• [Direction] Reproduce all of the material below word for word, leaving out the pictures.

** start Data to use **

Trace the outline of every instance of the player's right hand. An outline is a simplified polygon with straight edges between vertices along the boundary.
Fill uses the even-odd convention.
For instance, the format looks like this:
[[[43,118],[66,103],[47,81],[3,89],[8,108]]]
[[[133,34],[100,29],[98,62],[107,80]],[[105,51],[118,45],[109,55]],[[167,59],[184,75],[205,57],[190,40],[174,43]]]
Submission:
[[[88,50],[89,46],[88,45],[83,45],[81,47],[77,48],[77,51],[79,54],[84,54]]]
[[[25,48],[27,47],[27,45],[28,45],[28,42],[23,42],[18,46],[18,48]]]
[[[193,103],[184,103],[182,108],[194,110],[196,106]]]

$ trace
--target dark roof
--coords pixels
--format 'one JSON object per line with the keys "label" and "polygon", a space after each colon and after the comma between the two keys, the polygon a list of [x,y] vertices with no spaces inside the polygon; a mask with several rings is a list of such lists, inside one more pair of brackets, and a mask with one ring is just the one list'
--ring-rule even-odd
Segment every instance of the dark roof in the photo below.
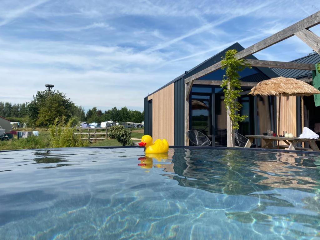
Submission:
{"label": "dark roof", "polygon": [[[9,120],[8,120],[6,118],[5,118],[4,117],[2,117],[1,116],[0,116],[0,117],[1,117],[2,118],[3,118],[3,119],[4,119],[5,120],[6,120],[8,122],[10,122],[10,121],[9,121]],[[10,122],[11,123],[11,122]]]}
{"label": "dark roof", "polygon": [[[183,77],[185,79],[188,77],[194,74],[200,72],[200,71],[203,70],[204,69],[207,68],[210,66],[213,65],[215,63],[219,62],[221,60],[222,57],[224,57],[225,56],[226,52],[228,50],[230,49],[236,49],[238,52],[240,52],[244,49],[244,48],[240,45],[238,43],[236,43],[231,46],[223,50],[221,52],[217,53],[215,55],[209,59],[203,62],[200,64],[197,65],[196,67],[193,68],[189,71],[188,71],[187,73],[183,73],[179,76],[176,77],[172,81],[168,83],[165,85],[157,89],[156,91],[153,92],[149,95],[151,95],[155,92],[156,92],[164,88],[167,86],[170,85],[172,83],[180,79],[182,77]],[[253,55],[250,55],[246,57],[246,58],[250,59],[257,59]],[[268,68],[256,68],[253,67],[252,69],[248,69],[250,70],[255,70],[255,72],[253,72],[253,75],[252,78],[250,78],[249,75],[248,76],[244,76],[244,73],[243,73],[242,74],[240,74],[241,76],[242,77],[241,80],[241,81],[244,81],[247,82],[259,82],[261,81],[261,80],[266,80],[270,79],[272,77],[276,77],[279,76],[278,75],[273,72],[270,69]],[[243,72],[245,72],[245,70],[244,70]],[[225,71],[221,69],[219,69],[213,73],[210,73],[205,76],[204,76],[199,78],[199,79],[202,80],[221,80],[221,76],[224,74]],[[251,73],[251,74],[252,74]],[[222,75],[221,75],[222,74]],[[245,75],[245,74],[244,74]],[[218,78],[218,76],[219,77]],[[215,79],[215,76],[217,76],[217,78]]]}
{"label": "dark roof", "polygon": [[[298,59],[290,61],[292,62],[298,62],[300,63],[316,64],[320,62],[320,55],[318,53],[314,53]],[[298,69],[285,69],[273,68],[271,70],[279,76],[284,77],[291,77],[293,78],[302,78],[312,76],[312,72],[308,70],[301,70]]]}

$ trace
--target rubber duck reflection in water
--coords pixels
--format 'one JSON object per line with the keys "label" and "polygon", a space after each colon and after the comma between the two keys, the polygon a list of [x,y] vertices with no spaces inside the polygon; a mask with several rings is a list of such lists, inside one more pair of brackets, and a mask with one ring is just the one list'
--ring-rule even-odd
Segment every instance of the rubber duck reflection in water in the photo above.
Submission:
{"label": "rubber duck reflection in water", "polygon": [[[141,168],[151,168],[153,165],[153,158],[158,162],[161,162],[162,160],[168,159],[168,153],[146,154],[145,156],[138,158],[138,160],[141,161],[138,166],[140,166]],[[161,165],[157,164],[156,166],[161,167]]]}

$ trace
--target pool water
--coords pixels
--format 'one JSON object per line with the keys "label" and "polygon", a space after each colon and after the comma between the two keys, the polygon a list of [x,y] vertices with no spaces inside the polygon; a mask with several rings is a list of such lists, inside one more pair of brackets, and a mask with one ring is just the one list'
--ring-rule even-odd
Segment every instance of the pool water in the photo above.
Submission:
{"label": "pool water", "polygon": [[320,239],[320,155],[0,153],[0,238]]}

** end Data to use **

• [Output of the exercise]
Trace the outline of every instance of the player's right hand. An outline is a simplified polygon with straight edges between vertices along the boundary.
Fill uses the even-odd convention.
For instance, the format looks like this:
[[[43,118],[66,103],[47,81],[3,89],[8,108]]]
[[[133,34],[100,29],[98,62],[107,80]],[[105,51],[118,45],[109,55]],[[167,59],[184,75],[205,57],[190,40],[174,43]]]
Submission:
[[[88,50],[89,46],[88,45],[83,45],[81,47],[77,48],[77,51],[79,54],[84,54]]]
[[[25,48],[27,47],[27,45],[28,45],[28,42],[23,42],[18,46],[18,48]]]
[[[193,103],[184,103],[182,108],[194,110],[196,106]]]

$ trace
--target dark roof
--coords pixels
--format 'one JSON object per line with the keys "label" and "polygon", a space after each colon and after the comma between the two keys, the polygon a list of [x,y] vertices with no spaces inside the polygon; a mask with several rings is a list of such lists, inside one more pair of brackets, and a mask with one ring is just the one list'
--ring-rule even-odd
Segment every instance of the dark roof in the photo below.
Submission:
{"label": "dark roof", "polygon": [[[9,120],[8,120],[6,118],[5,118],[4,117],[2,117],[1,116],[0,116],[0,117],[1,117],[2,118],[3,118],[3,119],[4,119],[5,120],[6,120],[8,122],[10,122],[10,121],[9,121]],[[10,122],[11,123],[11,122]]]}
{"label": "dark roof", "polygon": [[[183,77],[185,79],[188,77],[194,74],[200,72],[200,71],[203,70],[204,69],[207,68],[210,66],[213,65],[215,63],[219,62],[221,60],[222,57],[224,57],[225,56],[226,52],[228,50],[230,49],[236,49],[238,52],[240,52],[244,49],[244,48],[240,45],[238,43],[236,43],[231,46],[223,50],[221,52],[217,53],[215,55],[209,59],[203,62],[200,64],[197,65],[196,67],[193,68],[189,71],[188,71],[187,73],[183,73],[179,76],[176,77],[172,81],[168,83],[165,85],[157,89],[156,91],[153,92],[149,95],[151,95],[155,92],[156,92],[164,88],[167,86],[170,85],[172,83],[180,79],[182,77]],[[253,55],[250,55],[246,57],[246,58],[250,59],[257,59]],[[268,68],[256,68],[253,67],[252,69],[248,69],[250,70],[255,70],[255,72],[253,72],[253,75],[252,78],[250,78],[249,75],[248,76],[244,76],[244,73],[243,73],[242,74],[240,74],[241,76],[242,77],[241,80],[241,81],[244,81],[247,82],[259,82],[261,81],[261,80],[266,80],[270,79],[272,77],[276,77],[279,76],[278,75],[273,72],[270,69]],[[243,72],[245,72],[245,70],[244,70]],[[225,71],[221,69],[219,69],[213,73],[210,73],[205,76],[204,76],[199,78],[199,79],[202,80],[221,80],[221,76],[224,74]],[[251,73],[251,74],[252,74]],[[222,75],[221,75],[222,74]],[[245,75],[245,74],[244,74]],[[218,78],[218,76],[219,77]],[[215,79],[215,76],[217,76],[217,78]]]}
{"label": "dark roof", "polygon": [[[298,59],[290,61],[292,62],[298,62],[300,63],[316,64],[320,62],[320,55],[318,53],[314,53]],[[298,69],[285,69],[273,68],[271,70],[279,76],[284,77],[291,77],[293,78],[302,78],[312,76],[312,72],[308,70],[301,70]]]}

$ trace
--target rubber duck reflection in water
--coords pixels
--format 'one JSON object per line with the keys "label" and "polygon", a space after each colon and after the comma between the two keys, the polygon a list of [x,y] vertices with no spaces inside the polygon; a mask with several rings is a list of such lists, inside one more pair of brackets, and a mask with one ring is just the one list'
--ring-rule even-odd
Segment every instance of the rubber duck reflection in water in the photo above.
Submission:
{"label": "rubber duck reflection in water", "polygon": [[[141,168],[151,168],[153,165],[153,158],[158,162],[161,162],[162,160],[168,159],[168,153],[146,154],[145,156],[138,158],[138,160],[141,161],[138,166],[140,166]],[[161,165],[157,164],[156,166],[161,167]]]}

$ trace
--target pool water
--coords pixels
--format 'one JSON object per line with the keys "label" and "polygon", a space after each colon and after the comma between the two keys, the polygon a list of [x,y] vertices with no spaces inside the polygon; a mask with several rings is a list of such lists, inside one more pair of brackets, and a mask with one ring is just the one list'
--ring-rule even-odd
Segment every instance of the pool water in the photo above.
Submission:
{"label": "pool water", "polygon": [[320,239],[320,155],[0,153],[0,238]]}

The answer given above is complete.